─── Study material ───

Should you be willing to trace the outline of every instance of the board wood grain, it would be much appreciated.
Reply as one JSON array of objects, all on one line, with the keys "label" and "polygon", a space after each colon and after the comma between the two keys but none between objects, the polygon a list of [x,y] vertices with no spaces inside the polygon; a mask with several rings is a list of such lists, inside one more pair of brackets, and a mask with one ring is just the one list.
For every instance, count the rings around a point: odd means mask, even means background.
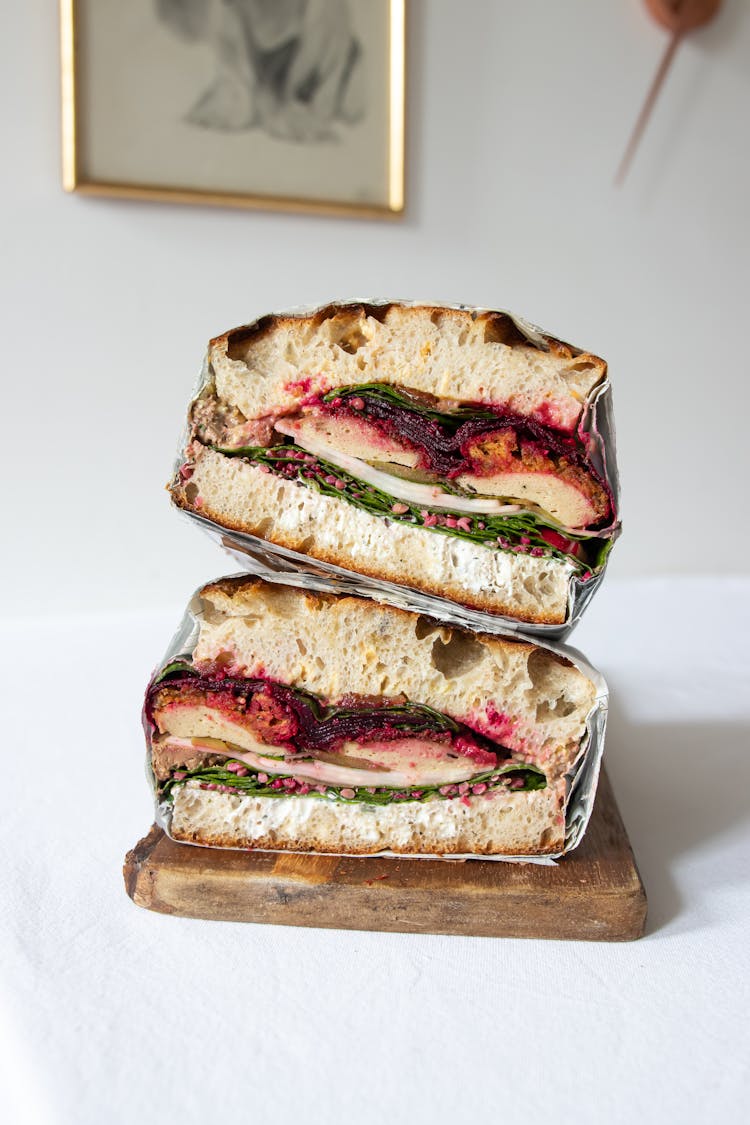
[{"label": "board wood grain", "polygon": [[556,867],[347,858],[177,844],[154,826],[125,857],[127,893],[162,914],[343,930],[631,941],[646,894],[602,772],[579,847]]}]

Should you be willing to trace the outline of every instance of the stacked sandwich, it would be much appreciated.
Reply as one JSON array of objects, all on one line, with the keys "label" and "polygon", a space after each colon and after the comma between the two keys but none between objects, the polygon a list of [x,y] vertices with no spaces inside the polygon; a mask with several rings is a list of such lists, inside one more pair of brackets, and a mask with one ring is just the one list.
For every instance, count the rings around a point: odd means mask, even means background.
[{"label": "stacked sandwich", "polygon": [[606,690],[549,640],[619,532],[601,359],[463,307],[264,317],[210,344],[171,492],[245,571],[195,595],[147,692],[175,839],[575,846]]}]

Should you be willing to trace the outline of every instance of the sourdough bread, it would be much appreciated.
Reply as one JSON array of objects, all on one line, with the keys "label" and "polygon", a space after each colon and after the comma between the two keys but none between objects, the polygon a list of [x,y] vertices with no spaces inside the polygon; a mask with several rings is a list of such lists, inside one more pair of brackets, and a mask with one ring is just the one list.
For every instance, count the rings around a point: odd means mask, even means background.
[{"label": "sourdough bread", "polygon": [[217,793],[188,782],[175,792],[171,835],[212,847],[336,855],[536,856],[562,850],[565,823],[552,789],[373,807]]},{"label": "sourdough bread", "polygon": [[205,586],[199,602],[198,669],[218,662],[330,701],[403,693],[541,765],[552,779],[579,754],[596,685],[543,646],[249,577]]},{"label": "sourdough bread", "polygon": [[504,405],[572,430],[603,381],[598,356],[507,313],[435,305],[334,303],[263,317],[211,341],[219,397],[248,419],[370,382]]},{"label": "sourdough bread", "polygon": [[535,624],[567,619],[572,562],[389,521],[213,449],[198,450],[190,479],[175,481],[172,497],[230,531],[471,609]]}]

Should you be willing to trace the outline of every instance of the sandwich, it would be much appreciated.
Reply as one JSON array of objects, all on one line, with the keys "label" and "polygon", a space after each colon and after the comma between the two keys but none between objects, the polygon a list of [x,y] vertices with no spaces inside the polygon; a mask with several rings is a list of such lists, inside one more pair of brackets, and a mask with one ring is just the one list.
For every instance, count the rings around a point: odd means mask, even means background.
[{"label": "sandwich", "polygon": [[267,316],[211,342],[171,495],[240,549],[565,625],[619,531],[608,389],[602,359],[506,313]]},{"label": "sandwich", "polygon": [[583,763],[598,765],[606,696],[563,652],[250,576],[204,586],[187,620],[143,712],[175,840],[351,855],[572,846],[571,793]]}]

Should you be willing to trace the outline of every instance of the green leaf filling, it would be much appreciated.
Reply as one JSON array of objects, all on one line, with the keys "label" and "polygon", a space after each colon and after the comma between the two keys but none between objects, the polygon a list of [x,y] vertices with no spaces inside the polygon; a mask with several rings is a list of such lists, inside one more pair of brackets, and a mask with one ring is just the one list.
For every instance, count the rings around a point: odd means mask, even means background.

───

__Activity__
Search the material above for the word "Should", then copy out each line that has it.

__Output below__
Should you be willing to trace the outline of every instance of the board wood grain, it would be much appreciated.
Should you be willing to trace the outline of every instance of the stacked sandwich, it would be much appreciated.
Should you be willing to trace the outline of every instance of the sourdough bread, it would be much appreciated.
Should you be willing to trace the outline of every instance of the sandwich, it would be much appreciated.
Should you be willing to trace the outline of every instance of the green leaf filling, it would be much appreciated.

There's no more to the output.